▶ _Directions_
In the listing below, locate the line containing "Exercise. Point to the lower" and copy it and every line after it through the end, exactly as written, leaving out any pictures.

+-------+

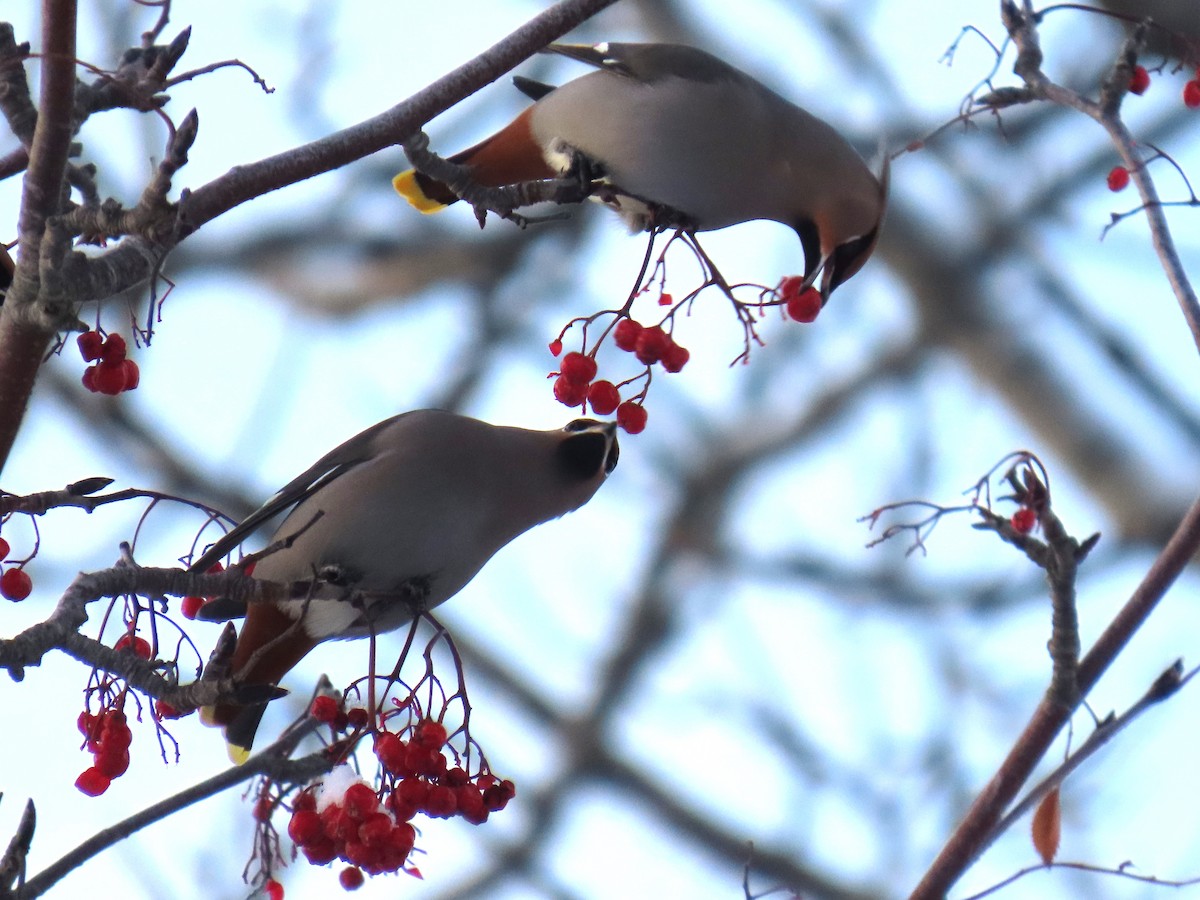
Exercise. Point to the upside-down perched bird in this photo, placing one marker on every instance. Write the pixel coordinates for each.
(396, 521)
(671, 135)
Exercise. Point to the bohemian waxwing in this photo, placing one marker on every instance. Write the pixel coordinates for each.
(671, 126)
(409, 511)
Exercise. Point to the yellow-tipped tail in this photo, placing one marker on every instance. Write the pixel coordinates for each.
(407, 186)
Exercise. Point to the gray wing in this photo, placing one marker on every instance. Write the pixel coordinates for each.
(333, 465)
(649, 61)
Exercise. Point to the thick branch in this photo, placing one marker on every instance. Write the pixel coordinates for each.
(972, 835)
(274, 760)
(42, 195)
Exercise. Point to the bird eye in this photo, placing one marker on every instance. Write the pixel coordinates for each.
(581, 425)
(610, 462)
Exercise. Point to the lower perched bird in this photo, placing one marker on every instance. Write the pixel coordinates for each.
(672, 130)
(396, 520)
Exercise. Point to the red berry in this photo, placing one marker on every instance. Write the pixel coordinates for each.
(111, 377)
(113, 762)
(804, 307)
(324, 709)
(1024, 520)
(375, 829)
(471, 804)
(442, 802)
(402, 838)
(137, 646)
(93, 781)
(569, 393)
(413, 791)
(631, 417)
(1192, 94)
(132, 375)
(577, 367)
(351, 879)
(319, 852)
(676, 358)
(304, 827)
(431, 735)
(390, 751)
(1139, 81)
(90, 343)
(604, 397)
(360, 801)
(497, 797)
(113, 349)
(652, 343)
(16, 585)
(625, 335)
(357, 853)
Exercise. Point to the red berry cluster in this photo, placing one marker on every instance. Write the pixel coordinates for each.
(575, 384)
(108, 741)
(801, 305)
(113, 373)
(651, 345)
(1192, 93)
(15, 583)
(135, 645)
(1024, 520)
(371, 829)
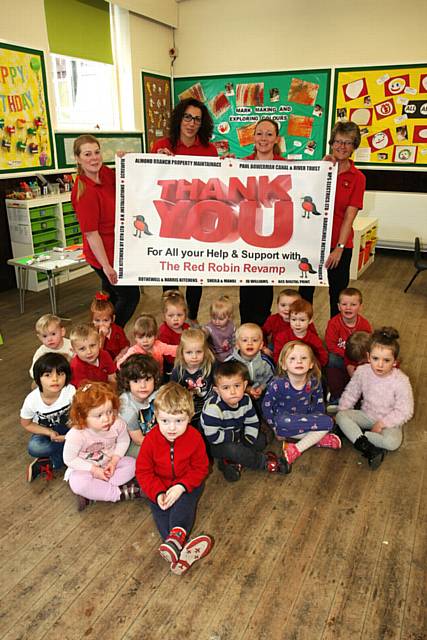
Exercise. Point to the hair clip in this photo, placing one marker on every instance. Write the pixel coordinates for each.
(100, 295)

+-------+

▶ _Solved problem_
Exercise. Point to the lower perched bird in this photo, placing one marker on every instance. Write the pixel coordinates for each.
(672, 130)
(396, 520)
Exercise. Point to the red berry in this photo, placing one marker on every instance. Write the pixel coordinates for each.
(111, 377)
(113, 762)
(804, 307)
(324, 709)
(1024, 520)
(375, 829)
(471, 804)
(442, 802)
(402, 838)
(137, 646)
(93, 781)
(569, 393)
(413, 791)
(631, 417)
(1192, 94)
(132, 375)
(577, 367)
(351, 879)
(319, 852)
(676, 358)
(304, 827)
(431, 735)
(390, 751)
(1139, 81)
(90, 343)
(604, 397)
(360, 801)
(497, 797)
(113, 349)
(652, 343)
(16, 585)
(625, 335)
(357, 853)
Exercise. Point to the red berry cluster in this photo, placing one marker on every instance. Write the pixel coordinates for each.
(575, 384)
(108, 741)
(801, 305)
(113, 373)
(651, 345)
(1192, 93)
(15, 583)
(135, 645)
(1024, 520)
(371, 829)
Exercise. Point to the hair clip in this photo, placing one marker on every instance. Write the pixel coordinates for each.
(100, 295)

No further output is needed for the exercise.